### Directive:
Reproduce the data below from its first line through the line containing "top-left (437, 142), bottom-right (493, 192)", substituting "locator" for "detector" and leaving everything else unchanged. Omit the pictures from your answer.

### Material for this exercise:
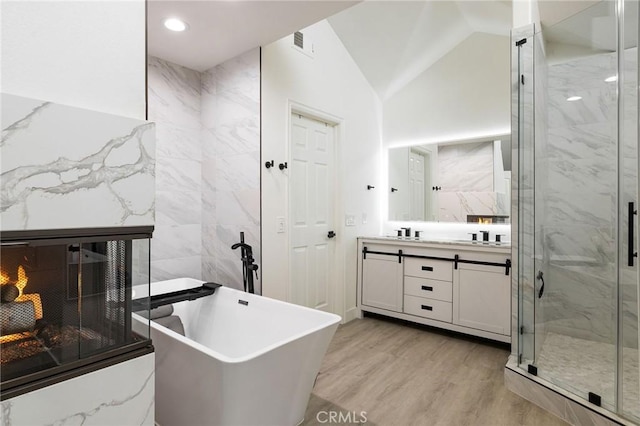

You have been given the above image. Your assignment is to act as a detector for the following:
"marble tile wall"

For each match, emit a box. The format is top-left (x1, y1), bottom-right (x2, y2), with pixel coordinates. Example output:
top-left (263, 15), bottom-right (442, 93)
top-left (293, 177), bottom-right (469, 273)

top-left (0, 94), bottom-right (155, 231)
top-left (536, 54), bottom-right (624, 344)
top-left (437, 142), bottom-right (493, 192)
top-left (149, 49), bottom-right (260, 290)
top-left (0, 354), bottom-right (155, 426)
top-left (437, 142), bottom-right (510, 222)
top-left (148, 57), bottom-right (202, 282)
top-left (202, 49), bottom-right (261, 292)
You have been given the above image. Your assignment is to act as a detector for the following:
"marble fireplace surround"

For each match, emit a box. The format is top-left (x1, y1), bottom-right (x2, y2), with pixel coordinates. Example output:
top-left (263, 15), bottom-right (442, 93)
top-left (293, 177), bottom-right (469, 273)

top-left (0, 93), bottom-right (155, 425)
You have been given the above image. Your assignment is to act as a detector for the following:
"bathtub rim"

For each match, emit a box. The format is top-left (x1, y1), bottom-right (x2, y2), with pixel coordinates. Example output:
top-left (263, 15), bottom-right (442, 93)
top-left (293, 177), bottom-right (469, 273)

top-left (132, 278), bottom-right (342, 364)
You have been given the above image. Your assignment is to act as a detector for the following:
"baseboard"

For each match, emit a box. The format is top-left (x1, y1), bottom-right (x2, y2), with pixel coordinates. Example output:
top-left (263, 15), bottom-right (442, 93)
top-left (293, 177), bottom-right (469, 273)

top-left (342, 306), bottom-right (362, 324)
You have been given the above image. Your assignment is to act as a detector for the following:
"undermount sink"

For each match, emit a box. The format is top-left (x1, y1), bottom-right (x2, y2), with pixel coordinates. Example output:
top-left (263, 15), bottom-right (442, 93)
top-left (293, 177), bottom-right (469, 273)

top-left (382, 235), bottom-right (511, 246)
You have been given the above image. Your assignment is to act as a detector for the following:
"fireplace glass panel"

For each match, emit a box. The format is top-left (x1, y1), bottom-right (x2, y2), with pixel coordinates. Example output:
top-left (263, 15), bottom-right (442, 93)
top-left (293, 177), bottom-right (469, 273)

top-left (0, 231), bottom-right (150, 393)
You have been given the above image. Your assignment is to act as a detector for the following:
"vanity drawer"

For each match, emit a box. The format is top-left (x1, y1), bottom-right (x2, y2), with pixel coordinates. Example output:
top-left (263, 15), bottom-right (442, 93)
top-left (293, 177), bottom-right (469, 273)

top-left (404, 257), bottom-right (453, 281)
top-left (404, 276), bottom-right (453, 302)
top-left (404, 295), bottom-right (453, 322)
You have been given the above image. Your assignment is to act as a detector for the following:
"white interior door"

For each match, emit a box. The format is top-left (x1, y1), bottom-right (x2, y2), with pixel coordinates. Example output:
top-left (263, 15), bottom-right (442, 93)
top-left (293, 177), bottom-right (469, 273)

top-left (289, 113), bottom-right (336, 313)
top-left (409, 151), bottom-right (426, 220)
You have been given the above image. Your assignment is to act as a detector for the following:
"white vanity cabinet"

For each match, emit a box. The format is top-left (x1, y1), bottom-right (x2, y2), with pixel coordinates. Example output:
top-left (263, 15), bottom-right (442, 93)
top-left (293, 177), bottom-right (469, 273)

top-left (361, 245), bottom-right (402, 312)
top-left (357, 238), bottom-right (511, 342)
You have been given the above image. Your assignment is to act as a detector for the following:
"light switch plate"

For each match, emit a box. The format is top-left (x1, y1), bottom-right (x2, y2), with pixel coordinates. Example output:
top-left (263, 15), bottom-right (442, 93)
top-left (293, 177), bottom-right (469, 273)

top-left (344, 214), bottom-right (356, 226)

### Response for this exercise:
You have been given the above image. Your assignment is to act as a locator for the following:
"marble tile wall"

For each match, emit a box. The format is top-left (x1, y1), bottom-right (x2, y2), with pixel coordinates. Example output:
top-left (263, 15), bottom-right (442, 93)
top-left (293, 177), bottom-right (469, 273)

top-left (0, 94), bottom-right (155, 231)
top-left (536, 54), bottom-right (624, 344)
top-left (437, 142), bottom-right (493, 192)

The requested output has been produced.